Extracted records START

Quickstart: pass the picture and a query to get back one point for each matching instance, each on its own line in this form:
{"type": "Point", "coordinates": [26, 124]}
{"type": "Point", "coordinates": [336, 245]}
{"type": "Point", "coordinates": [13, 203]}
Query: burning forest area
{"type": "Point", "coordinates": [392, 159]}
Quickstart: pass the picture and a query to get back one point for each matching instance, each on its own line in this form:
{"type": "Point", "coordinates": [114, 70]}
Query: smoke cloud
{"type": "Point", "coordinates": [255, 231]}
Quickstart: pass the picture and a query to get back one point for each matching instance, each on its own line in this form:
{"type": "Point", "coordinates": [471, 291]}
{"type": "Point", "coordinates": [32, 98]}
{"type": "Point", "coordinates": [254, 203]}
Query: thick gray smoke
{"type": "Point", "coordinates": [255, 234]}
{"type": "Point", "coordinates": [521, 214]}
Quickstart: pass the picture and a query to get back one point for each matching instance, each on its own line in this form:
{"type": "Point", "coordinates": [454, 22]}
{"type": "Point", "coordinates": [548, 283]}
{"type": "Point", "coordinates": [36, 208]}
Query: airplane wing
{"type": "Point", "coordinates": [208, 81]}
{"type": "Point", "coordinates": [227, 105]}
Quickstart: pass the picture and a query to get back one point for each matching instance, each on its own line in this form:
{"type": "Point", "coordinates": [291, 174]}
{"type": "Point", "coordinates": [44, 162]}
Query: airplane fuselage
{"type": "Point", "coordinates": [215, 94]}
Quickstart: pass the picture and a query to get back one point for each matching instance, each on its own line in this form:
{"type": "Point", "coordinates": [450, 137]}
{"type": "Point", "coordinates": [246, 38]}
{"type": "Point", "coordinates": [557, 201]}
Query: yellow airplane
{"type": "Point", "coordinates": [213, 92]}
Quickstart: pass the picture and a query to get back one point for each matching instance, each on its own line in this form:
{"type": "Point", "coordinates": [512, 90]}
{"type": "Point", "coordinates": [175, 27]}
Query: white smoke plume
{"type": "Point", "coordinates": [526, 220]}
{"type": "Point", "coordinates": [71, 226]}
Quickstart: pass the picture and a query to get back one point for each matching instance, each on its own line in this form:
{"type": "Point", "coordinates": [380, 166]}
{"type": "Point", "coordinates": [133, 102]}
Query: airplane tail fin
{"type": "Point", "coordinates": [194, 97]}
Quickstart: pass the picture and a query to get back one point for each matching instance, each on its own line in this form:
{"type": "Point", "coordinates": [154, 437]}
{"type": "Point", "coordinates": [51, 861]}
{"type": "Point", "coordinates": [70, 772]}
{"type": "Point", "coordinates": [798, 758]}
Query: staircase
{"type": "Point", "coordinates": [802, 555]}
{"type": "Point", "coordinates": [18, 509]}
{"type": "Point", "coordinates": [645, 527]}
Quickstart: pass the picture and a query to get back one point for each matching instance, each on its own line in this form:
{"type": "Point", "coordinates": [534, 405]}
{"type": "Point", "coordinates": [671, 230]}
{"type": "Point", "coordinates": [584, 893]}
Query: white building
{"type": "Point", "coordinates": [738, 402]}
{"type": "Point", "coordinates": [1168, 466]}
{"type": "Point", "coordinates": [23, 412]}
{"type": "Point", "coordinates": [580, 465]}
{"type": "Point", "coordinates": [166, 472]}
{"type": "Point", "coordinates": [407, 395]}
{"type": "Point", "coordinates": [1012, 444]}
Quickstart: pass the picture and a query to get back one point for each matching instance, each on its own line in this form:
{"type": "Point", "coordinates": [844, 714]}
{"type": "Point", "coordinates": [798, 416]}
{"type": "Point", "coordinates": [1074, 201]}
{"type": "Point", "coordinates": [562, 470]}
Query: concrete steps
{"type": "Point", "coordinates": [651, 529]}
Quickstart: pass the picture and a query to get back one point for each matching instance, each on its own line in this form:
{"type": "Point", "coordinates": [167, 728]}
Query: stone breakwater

Extracted records END

• _What you should do_
Output the complete data exactly as written.

• _Response to the exercise_
Quickstart: pass the picture and a query to get back one point for each matching instance, each on its own line in this form:
{"type": "Point", "coordinates": [26, 124]}
{"type": "Point", "coordinates": [336, 245]}
{"type": "Point", "coordinates": [13, 203]}
Query: burning forest area
{"type": "Point", "coordinates": [392, 159]}
Quickstart: pass the picture and a query to get back one point for each matching instance, each on its own line in this form:
{"type": "Point", "coordinates": [114, 70]}
Query: smoke cloud
{"type": "Point", "coordinates": [255, 231]}
Quickstart: pass the picture and a query to get back one point for each matching instance, each on its own line in this form:
{"type": "Point", "coordinates": [471, 291]}
{"type": "Point", "coordinates": [32, 98]}
{"type": "Point", "coordinates": [254, 203]}
Query: thick gray smoke
{"type": "Point", "coordinates": [255, 234]}
{"type": "Point", "coordinates": [521, 214]}
Quickstart: pass the picture and a query to get back one point for each matching instance, each on its own line in this form:
{"type": "Point", "coordinates": [454, 22]}
{"type": "Point", "coordinates": [548, 283]}
{"type": "Point", "coordinates": [36, 208]}
Query: airplane wing
{"type": "Point", "coordinates": [208, 81]}
{"type": "Point", "coordinates": [227, 105]}
Quickstart: pass the picture and a query to get back one point for each matching instance, each on its own line in this form:
{"type": "Point", "coordinates": [291, 174]}
{"type": "Point", "coordinates": [44, 162]}
Query: airplane fuselage
{"type": "Point", "coordinates": [215, 94]}
Quickstart: pass the picture and a query to get back one point for each matching instance, each on its own line in this form:
{"type": "Point", "coordinates": [450, 137]}
{"type": "Point", "coordinates": [246, 38]}
{"type": "Point", "coordinates": [557, 201]}
Query: yellow airplane
{"type": "Point", "coordinates": [213, 92]}
Quickstart: pass the picture and a query to get back one point for each matching instance, each on its own line in this form:
{"type": "Point", "coordinates": [512, 90]}
{"type": "Point", "coordinates": [175, 27]}
Query: white smoke plume
{"type": "Point", "coordinates": [526, 220]}
{"type": "Point", "coordinates": [71, 226]}
Quickstart: pass the picture and a query to get back one point for each matching instance, each on its own line in this form:
{"type": "Point", "coordinates": [380, 166]}
{"type": "Point", "coordinates": [133, 102]}
Query: airplane tail fin
{"type": "Point", "coordinates": [194, 97]}
Quickstart: pass the picture and a query to get back one point for each matching instance, each on its own line in this form:
{"type": "Point", "coordinates": [154, 437]}
{"type": "Point", "coordinates": [51, 861]}
{"type": "Point", "coordinates": [70, 772]}
{"type": "Point", "coordinates": [798, 758]}
Query: staircase
{"type": "Point", "coordinates": [802, 555]}
{"type": "Point", "coordinates": [18, 509]}
{"type": "Point", "coordinates": [645, 527]}
Quickstart: pass the picture and a query to get back one point for each matching instance, each on its own line in this form:
{"type": "Point", "coordinates": [534, 405]}
{"type": "Point", "coordinates": [671, 230]}
{"type": "Point", "coordinates": [584, 893]}
Query: white building
{"type": "Point", "coordinates": [738, 402]}
{"type": "Point", "coordinates": [1168, 466]}
{"type": "Point", "coordinates": [23, 412]}
{"type": "Point", "coordinates": [580, 465]}
{"type": "Point", "coordinates": [166, 472]}
{"type": "Point", "coordinates": [407, 395]}
{"type": "Point", "coordinates": [1012, 444]}
Quickstart: pass the picture and a query to get back one point for each matching instance, each on its own line in this form:
{"type": "Point", "coordinates": [844, 714]}
{"type": "Point", "coordinates": [798, 416]}
{"type": "Point", "coordinates": [1074, 201]}
{"type": "Point", "coordinates": [562, 470]}
Query: concrete steps
{"type": "Point", "coordinates": [651, 529]}
Quickstart: pass the picture and a query to get back one point for each matching instance, each on its own line in this form:
{"type": "Point", "coordinates": [167, 728]}
Query: stone breakwater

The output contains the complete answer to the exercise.